◆ **Task brief**
Please edit the lines from the one containing "Batch processing job — object class: gray blazer." through the one containing "408 106 425 134", inclusive, changing "gray blazer" to "charcoal blazer" and leaving everything else the same. Write out the edited lines.

(Items from a labeling collection)

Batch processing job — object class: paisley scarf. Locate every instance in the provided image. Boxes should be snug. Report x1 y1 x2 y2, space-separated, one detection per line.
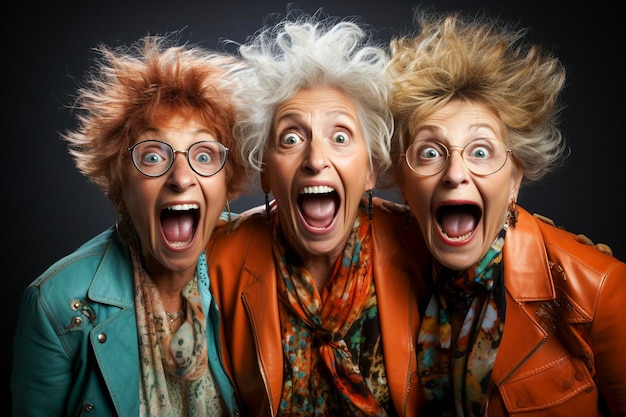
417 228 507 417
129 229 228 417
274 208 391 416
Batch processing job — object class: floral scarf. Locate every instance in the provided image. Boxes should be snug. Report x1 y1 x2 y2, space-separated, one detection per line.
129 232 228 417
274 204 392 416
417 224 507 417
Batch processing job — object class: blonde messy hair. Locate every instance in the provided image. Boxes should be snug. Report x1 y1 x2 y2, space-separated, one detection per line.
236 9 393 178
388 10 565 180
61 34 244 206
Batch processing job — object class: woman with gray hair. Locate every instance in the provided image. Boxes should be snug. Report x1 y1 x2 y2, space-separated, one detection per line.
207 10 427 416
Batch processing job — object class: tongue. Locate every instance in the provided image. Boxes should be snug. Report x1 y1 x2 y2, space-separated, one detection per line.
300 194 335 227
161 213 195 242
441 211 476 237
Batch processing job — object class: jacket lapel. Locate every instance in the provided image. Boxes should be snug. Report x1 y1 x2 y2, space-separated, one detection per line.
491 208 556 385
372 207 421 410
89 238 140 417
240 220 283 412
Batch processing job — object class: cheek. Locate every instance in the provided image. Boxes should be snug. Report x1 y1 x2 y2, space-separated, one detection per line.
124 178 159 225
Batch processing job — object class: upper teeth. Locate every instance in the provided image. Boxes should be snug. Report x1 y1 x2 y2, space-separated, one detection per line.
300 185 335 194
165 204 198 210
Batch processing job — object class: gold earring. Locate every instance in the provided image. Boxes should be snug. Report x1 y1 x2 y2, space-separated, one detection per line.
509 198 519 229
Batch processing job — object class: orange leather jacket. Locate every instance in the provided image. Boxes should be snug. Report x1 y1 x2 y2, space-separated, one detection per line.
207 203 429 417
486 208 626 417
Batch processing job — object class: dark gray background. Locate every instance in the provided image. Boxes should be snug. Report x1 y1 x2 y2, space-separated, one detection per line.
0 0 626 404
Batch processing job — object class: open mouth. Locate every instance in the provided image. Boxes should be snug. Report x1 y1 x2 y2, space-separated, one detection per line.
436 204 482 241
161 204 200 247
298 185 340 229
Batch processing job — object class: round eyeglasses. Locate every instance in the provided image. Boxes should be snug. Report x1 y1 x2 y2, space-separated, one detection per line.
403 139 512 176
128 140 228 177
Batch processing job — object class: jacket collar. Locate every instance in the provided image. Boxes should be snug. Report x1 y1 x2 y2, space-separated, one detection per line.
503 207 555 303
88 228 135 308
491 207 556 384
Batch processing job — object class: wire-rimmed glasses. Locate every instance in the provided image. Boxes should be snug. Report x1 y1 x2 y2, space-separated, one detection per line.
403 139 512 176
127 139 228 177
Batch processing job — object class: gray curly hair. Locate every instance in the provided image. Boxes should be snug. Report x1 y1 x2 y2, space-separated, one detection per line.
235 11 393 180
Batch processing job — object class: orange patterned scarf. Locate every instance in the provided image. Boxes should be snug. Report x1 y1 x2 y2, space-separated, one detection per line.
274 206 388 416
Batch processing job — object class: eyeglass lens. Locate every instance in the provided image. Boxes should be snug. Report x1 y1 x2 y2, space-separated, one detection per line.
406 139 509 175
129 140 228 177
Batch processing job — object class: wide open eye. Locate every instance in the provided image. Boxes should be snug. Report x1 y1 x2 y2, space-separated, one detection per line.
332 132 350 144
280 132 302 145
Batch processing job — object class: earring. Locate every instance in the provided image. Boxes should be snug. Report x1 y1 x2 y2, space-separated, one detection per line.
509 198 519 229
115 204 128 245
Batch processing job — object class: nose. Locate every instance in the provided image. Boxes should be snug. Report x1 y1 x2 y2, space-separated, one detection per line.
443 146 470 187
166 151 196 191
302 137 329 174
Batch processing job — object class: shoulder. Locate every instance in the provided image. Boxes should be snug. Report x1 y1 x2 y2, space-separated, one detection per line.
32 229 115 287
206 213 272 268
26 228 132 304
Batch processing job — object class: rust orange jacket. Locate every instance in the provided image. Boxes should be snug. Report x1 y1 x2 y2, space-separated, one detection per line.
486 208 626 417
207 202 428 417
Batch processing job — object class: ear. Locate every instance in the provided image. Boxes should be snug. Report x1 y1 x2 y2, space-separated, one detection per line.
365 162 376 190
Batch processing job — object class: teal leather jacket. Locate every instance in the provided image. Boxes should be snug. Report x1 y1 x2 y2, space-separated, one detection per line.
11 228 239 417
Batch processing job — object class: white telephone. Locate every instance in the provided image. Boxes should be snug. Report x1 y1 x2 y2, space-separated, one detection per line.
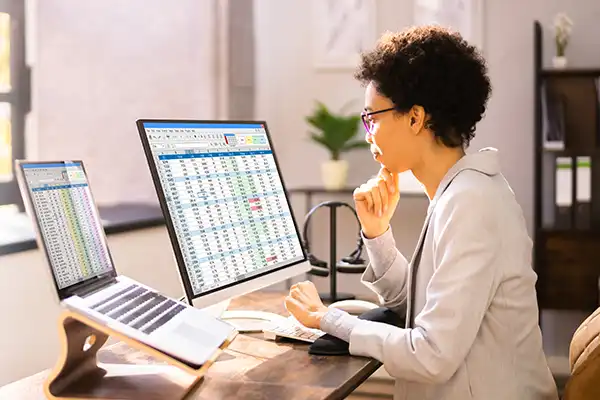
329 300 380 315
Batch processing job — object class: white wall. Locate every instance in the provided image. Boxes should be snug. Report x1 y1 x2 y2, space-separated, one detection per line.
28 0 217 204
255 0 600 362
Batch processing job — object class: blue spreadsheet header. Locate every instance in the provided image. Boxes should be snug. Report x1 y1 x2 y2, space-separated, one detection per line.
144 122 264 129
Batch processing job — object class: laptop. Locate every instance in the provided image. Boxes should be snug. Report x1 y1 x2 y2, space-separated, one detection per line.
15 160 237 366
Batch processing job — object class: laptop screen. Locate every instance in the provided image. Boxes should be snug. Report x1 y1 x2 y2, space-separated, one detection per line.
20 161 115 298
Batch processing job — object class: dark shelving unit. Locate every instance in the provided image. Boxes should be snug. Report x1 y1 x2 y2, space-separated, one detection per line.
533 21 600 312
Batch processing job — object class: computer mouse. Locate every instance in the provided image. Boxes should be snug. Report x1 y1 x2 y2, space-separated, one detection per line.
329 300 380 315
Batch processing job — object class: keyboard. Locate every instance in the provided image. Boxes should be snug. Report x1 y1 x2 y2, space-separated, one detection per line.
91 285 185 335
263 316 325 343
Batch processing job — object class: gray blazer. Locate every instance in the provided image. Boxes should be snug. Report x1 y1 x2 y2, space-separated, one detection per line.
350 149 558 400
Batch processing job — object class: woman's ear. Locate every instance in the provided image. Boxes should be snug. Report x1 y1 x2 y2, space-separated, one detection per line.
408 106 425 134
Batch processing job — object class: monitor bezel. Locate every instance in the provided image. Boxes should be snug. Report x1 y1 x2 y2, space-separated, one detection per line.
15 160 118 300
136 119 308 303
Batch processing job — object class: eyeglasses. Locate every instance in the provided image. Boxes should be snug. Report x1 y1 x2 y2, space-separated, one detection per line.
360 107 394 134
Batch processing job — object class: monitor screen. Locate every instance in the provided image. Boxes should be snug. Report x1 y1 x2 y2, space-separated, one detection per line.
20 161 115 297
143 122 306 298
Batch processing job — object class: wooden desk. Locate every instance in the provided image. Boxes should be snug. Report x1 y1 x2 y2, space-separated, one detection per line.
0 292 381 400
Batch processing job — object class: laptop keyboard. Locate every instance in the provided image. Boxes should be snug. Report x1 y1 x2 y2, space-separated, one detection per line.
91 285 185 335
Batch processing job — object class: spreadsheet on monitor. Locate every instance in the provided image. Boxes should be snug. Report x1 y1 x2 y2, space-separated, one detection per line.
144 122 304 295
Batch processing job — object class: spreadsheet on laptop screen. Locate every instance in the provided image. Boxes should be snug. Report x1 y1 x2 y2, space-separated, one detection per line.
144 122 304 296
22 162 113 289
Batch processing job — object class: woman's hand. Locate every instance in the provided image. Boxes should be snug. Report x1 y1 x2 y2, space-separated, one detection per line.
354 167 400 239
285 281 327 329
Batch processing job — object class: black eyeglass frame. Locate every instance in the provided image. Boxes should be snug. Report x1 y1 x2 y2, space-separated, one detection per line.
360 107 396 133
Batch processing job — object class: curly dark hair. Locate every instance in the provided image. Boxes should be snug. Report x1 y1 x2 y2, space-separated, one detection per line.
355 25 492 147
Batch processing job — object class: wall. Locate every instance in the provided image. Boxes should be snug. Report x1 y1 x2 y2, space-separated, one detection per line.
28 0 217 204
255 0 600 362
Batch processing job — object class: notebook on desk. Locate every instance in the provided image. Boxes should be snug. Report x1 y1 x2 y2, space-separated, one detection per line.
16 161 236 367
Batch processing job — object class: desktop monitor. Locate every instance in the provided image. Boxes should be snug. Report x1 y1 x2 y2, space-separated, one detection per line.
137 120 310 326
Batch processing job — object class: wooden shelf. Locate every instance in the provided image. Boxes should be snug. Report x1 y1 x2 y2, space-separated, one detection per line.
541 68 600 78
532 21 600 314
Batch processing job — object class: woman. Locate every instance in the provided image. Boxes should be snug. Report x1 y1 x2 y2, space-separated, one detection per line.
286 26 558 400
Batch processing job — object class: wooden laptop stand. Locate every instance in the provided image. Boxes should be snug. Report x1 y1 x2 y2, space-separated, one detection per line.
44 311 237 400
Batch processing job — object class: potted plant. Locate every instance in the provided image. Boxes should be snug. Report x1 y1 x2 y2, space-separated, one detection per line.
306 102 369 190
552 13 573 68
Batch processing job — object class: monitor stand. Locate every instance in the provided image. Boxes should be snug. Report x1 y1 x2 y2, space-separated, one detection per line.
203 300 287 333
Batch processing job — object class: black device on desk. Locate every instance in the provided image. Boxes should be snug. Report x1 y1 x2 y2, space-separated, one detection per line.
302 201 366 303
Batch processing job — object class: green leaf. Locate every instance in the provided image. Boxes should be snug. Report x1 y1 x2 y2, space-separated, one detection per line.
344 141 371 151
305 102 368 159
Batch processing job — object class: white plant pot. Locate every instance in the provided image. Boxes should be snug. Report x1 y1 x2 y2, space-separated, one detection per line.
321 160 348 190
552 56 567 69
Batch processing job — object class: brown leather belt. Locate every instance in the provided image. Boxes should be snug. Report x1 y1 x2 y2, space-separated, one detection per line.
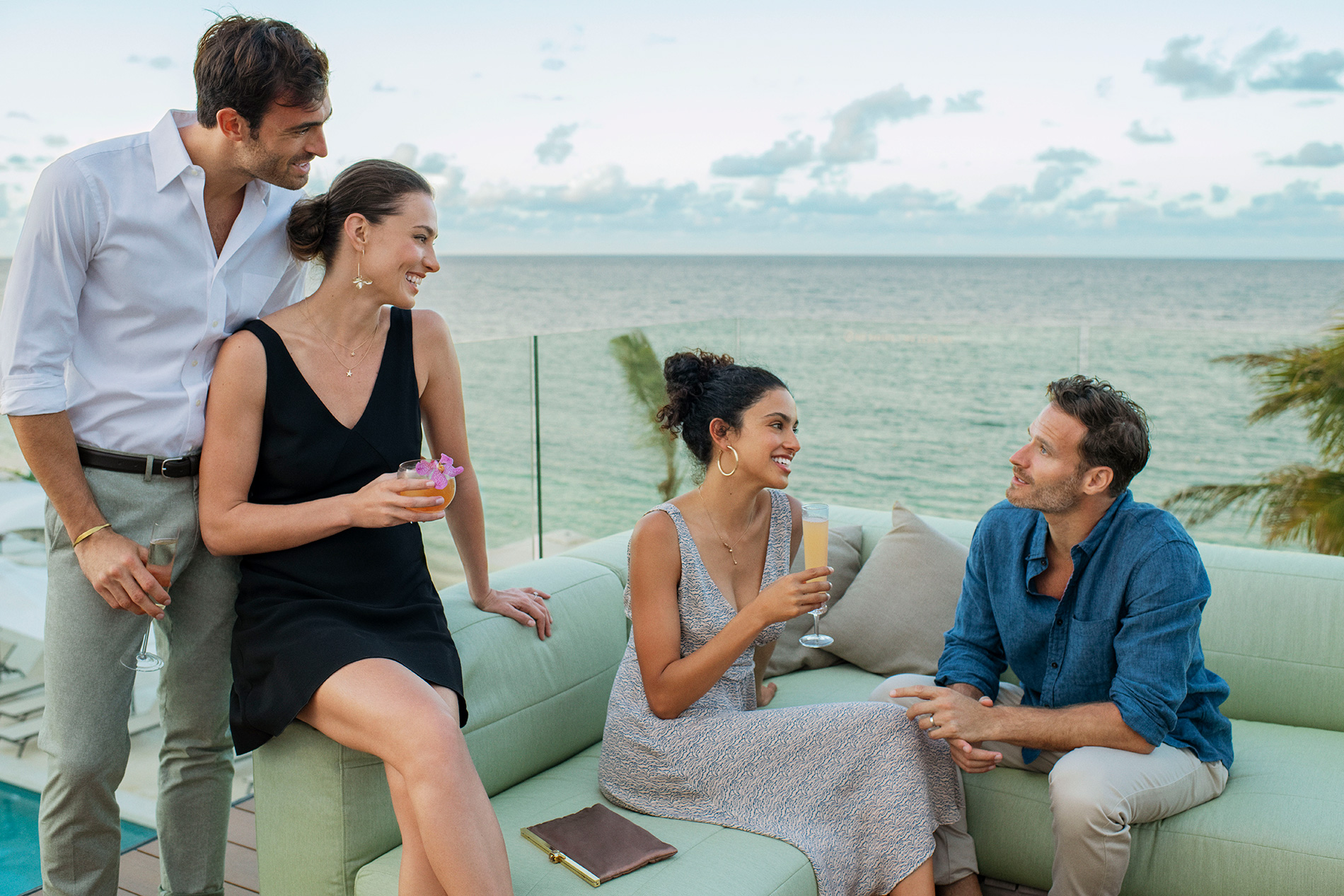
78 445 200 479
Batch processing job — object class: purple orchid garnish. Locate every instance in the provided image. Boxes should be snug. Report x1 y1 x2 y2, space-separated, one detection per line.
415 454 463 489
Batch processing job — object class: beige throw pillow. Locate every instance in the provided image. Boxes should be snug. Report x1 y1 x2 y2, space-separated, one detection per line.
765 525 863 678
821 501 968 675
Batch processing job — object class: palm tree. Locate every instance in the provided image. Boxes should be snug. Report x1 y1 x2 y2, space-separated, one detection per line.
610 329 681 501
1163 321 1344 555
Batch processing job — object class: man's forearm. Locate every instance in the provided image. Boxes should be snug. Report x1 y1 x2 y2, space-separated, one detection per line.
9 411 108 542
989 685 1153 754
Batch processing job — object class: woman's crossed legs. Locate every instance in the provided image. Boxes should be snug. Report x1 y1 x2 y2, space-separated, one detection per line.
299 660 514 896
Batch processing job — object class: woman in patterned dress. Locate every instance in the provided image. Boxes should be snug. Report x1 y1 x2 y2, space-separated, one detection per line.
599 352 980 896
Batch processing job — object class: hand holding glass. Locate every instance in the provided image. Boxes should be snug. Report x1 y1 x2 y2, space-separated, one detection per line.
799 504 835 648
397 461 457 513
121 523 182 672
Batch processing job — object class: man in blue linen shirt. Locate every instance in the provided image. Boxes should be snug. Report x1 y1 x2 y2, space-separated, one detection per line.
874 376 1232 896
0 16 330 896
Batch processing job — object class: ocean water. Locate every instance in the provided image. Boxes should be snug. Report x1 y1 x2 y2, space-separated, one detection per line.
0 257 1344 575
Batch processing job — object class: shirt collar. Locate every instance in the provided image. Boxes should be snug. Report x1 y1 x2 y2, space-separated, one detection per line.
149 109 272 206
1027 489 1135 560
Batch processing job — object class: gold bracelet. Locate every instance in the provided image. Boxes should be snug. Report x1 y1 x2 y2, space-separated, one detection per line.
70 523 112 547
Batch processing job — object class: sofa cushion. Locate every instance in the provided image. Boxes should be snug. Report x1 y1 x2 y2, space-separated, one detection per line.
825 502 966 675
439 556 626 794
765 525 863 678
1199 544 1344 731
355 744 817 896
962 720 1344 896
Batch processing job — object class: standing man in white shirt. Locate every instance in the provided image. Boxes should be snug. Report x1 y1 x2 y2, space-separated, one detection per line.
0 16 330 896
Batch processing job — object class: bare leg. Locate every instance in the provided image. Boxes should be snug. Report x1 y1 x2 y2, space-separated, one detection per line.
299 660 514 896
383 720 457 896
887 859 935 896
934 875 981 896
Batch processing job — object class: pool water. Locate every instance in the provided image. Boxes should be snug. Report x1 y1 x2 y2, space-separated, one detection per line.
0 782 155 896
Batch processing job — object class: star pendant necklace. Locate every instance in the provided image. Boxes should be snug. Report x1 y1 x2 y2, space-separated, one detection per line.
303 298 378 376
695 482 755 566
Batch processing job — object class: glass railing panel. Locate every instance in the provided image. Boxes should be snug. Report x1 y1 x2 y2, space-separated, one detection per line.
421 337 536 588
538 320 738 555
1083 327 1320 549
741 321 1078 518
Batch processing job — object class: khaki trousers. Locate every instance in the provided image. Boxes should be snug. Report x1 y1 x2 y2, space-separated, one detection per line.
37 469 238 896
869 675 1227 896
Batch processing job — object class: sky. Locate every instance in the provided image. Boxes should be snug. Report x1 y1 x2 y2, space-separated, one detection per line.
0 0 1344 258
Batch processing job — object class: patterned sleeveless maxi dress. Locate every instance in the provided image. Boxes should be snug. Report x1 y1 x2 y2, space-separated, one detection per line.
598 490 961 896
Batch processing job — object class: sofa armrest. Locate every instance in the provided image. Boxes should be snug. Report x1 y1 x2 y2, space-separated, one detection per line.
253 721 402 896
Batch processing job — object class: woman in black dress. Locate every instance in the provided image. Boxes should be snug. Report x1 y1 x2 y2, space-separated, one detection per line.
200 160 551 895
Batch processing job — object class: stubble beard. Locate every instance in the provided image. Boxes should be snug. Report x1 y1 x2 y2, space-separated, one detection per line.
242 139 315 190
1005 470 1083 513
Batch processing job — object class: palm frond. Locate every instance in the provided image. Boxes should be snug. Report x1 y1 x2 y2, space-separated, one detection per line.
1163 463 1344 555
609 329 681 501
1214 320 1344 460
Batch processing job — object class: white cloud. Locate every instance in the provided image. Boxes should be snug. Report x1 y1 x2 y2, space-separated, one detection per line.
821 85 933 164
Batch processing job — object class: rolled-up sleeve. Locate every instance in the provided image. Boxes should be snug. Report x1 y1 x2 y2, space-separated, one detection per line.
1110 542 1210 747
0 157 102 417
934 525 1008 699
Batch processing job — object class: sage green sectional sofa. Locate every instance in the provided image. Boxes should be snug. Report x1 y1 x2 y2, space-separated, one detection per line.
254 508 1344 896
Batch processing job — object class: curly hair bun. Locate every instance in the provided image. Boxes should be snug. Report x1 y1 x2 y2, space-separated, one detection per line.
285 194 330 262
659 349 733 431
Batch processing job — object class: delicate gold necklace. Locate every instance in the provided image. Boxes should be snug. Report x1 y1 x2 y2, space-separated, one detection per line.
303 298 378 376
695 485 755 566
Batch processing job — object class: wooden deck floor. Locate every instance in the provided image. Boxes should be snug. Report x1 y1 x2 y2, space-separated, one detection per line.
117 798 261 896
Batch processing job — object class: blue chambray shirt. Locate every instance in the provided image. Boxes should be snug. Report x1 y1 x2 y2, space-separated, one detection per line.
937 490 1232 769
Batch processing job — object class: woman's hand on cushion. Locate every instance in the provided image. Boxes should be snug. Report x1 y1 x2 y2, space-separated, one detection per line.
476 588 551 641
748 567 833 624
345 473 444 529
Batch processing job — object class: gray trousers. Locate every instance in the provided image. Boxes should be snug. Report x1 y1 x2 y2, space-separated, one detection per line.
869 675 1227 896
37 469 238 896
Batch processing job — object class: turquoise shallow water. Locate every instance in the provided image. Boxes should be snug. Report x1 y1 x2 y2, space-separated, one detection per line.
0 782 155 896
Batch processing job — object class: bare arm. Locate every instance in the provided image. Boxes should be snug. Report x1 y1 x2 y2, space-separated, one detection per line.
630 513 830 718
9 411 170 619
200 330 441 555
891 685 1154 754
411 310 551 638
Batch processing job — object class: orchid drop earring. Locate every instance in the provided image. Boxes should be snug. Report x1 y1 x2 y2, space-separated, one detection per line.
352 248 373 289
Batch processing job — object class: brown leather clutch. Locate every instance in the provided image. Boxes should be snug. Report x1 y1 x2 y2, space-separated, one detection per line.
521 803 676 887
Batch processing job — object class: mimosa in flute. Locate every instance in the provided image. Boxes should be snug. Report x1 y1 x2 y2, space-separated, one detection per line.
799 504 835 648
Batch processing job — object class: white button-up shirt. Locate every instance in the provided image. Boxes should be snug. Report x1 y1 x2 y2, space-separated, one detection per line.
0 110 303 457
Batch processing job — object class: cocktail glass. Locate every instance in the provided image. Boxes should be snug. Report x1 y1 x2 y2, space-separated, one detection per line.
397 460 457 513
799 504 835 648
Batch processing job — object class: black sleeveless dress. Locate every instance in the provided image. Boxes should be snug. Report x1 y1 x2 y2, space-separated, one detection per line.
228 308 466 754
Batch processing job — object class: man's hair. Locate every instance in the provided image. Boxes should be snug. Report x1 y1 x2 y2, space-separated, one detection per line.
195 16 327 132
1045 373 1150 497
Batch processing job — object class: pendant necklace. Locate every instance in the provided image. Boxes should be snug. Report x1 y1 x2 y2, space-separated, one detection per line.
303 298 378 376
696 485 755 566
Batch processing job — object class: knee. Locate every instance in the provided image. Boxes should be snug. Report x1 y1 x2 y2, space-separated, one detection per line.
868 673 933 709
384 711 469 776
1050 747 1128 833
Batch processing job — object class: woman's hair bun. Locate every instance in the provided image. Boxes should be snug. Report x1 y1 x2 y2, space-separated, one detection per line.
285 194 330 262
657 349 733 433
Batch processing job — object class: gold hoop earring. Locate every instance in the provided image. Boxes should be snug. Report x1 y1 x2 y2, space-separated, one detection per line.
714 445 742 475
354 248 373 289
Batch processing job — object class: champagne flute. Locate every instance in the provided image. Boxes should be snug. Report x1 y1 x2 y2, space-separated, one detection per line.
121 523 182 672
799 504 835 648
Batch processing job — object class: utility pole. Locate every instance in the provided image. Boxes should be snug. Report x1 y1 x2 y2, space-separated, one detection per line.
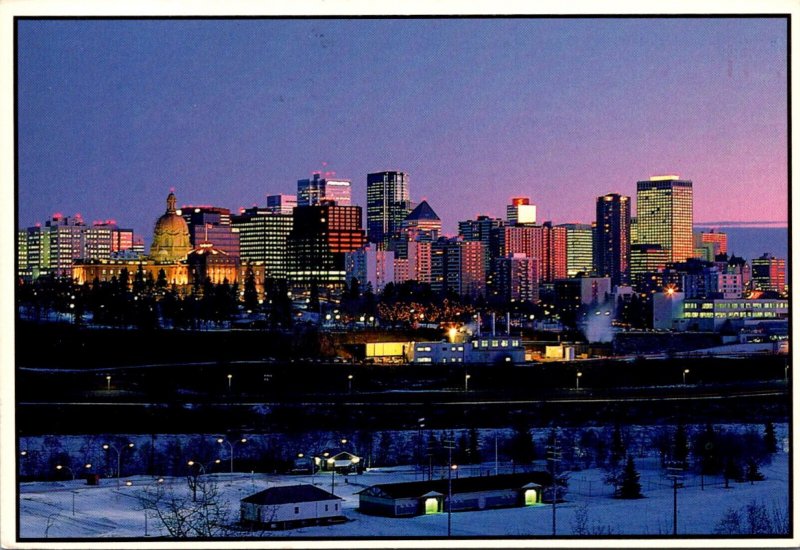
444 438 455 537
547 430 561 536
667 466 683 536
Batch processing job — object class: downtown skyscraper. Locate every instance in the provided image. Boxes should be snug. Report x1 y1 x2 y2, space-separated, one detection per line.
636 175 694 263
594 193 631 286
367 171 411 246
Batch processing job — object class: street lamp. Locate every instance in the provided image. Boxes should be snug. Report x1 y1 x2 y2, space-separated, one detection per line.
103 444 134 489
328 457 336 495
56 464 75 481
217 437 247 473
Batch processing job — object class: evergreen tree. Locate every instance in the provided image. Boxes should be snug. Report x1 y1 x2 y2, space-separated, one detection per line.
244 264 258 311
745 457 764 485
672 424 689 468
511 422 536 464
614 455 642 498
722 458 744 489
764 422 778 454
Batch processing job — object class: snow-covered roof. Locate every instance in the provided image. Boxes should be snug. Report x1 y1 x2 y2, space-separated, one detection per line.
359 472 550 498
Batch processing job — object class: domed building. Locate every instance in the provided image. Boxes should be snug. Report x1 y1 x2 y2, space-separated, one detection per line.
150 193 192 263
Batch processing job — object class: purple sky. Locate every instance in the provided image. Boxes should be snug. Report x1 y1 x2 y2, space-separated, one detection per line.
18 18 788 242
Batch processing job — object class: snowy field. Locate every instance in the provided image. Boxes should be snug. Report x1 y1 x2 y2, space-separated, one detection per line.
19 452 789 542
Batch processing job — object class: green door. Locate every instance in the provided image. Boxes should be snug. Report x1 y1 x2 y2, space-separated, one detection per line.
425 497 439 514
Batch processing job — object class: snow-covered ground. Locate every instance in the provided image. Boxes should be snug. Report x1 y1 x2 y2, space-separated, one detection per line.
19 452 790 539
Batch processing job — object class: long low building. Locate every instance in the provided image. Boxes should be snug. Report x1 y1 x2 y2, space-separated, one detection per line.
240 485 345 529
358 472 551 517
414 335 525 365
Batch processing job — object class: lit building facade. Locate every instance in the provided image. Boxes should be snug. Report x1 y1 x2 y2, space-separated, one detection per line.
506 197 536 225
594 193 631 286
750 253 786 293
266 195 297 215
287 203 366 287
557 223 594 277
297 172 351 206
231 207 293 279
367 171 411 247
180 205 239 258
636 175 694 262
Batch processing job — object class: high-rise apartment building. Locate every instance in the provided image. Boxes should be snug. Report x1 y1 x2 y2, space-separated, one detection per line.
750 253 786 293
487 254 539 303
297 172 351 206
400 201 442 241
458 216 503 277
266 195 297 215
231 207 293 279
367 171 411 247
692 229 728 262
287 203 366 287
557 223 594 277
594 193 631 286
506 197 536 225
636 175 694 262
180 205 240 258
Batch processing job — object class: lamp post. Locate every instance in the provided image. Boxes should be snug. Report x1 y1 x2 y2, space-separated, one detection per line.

◆ **Solution for this task**
Batch processing job — object class: charcoal blazer. Locate every instance in the provided image. Boxes should be snug. Report x1 y1 x2 y2, space-separated, one detection per line.
350 149 558 400
Batch processing job — object class: woman's ear. Locate every instance in the provided image. Boxes should be snug. Report x1 y1 x2 y2, space-separated, one detection per line.
408 106 425 134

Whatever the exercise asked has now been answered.